* [CHALLENGE] Reproduce word for word the lines of the material below, starting with the line that contains "Would you mind picking out the tree foliage" and continuing through the line that contains "<point>120,172</point>". Output only those lines.
-- begin EXERCISE MATERIALS --
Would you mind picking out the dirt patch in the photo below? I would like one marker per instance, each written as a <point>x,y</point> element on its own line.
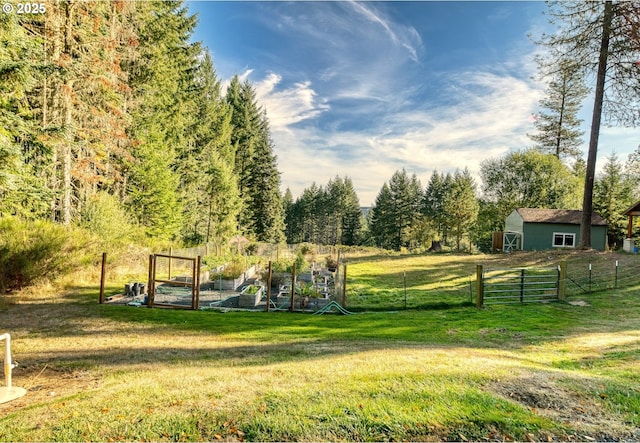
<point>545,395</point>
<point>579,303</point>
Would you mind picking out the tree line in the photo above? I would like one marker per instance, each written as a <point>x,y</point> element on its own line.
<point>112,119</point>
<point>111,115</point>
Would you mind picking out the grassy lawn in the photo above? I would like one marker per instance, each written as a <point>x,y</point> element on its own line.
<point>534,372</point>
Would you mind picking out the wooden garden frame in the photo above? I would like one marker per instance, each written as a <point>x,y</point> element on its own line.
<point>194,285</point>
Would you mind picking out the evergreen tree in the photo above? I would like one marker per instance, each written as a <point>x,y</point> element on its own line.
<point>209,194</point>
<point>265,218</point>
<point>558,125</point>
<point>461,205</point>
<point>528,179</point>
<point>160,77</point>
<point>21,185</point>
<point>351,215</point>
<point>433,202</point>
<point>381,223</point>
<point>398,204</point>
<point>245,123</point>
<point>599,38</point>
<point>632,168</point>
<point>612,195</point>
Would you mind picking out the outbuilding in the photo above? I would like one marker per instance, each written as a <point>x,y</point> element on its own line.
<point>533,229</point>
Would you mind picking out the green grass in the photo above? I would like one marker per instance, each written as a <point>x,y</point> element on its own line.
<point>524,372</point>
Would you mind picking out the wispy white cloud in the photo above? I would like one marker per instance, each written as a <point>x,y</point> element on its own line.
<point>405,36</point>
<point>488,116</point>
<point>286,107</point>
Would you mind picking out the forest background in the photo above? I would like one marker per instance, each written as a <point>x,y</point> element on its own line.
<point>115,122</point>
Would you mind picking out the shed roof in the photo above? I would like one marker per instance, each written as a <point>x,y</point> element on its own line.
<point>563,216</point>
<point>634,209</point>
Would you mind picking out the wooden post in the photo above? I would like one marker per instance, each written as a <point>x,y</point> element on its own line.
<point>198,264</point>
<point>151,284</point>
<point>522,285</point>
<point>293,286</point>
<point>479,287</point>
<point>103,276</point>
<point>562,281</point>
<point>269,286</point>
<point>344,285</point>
-- end EXERCISE MATERIALS --
-- begin EXERCISE MATERIALS --
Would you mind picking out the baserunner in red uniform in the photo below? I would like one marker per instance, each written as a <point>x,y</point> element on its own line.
-- end EXERCISE MATERIALS --
-- begin EXERCISE MATERIALS --
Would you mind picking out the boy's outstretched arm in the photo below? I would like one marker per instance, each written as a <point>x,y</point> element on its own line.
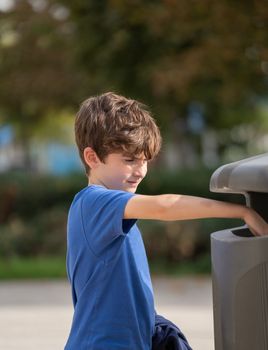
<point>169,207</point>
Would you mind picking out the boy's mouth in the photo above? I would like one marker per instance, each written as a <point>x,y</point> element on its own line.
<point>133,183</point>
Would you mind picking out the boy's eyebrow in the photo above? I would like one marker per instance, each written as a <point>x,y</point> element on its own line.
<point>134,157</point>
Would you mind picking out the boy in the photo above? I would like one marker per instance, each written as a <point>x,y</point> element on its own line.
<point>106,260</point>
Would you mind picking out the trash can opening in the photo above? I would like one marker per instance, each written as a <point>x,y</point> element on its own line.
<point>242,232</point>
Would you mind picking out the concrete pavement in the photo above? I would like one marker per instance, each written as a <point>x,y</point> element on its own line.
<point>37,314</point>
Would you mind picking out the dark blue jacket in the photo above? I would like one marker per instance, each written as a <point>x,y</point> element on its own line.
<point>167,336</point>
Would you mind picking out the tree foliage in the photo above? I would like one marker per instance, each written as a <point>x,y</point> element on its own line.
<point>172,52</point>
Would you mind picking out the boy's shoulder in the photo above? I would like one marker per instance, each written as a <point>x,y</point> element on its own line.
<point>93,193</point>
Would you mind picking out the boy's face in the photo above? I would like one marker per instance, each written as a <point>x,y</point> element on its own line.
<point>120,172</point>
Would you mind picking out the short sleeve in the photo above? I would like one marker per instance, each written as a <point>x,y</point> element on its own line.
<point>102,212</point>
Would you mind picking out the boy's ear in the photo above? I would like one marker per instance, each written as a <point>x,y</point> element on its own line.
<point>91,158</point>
-- end EXERCISE MATERIALS --
* [ANSWER FOR THE TASK]
Would you mind picking out the tree foliage in the photo above? I would like one marker per instance, each written as a <point>x,y</point> element on its own line.
<point>172,52</point>
Would you mind picking out the boy's shoulder in the photo above? I would like one marker per instance, each written as a <point>x,y</point> element on its own line.
<point>93,193</point>
Would you mind picking out the boy's face in the photo above? I would like one marker per instance, each written as a <point>x,y</point> element on its own line.
<point>120,172</point>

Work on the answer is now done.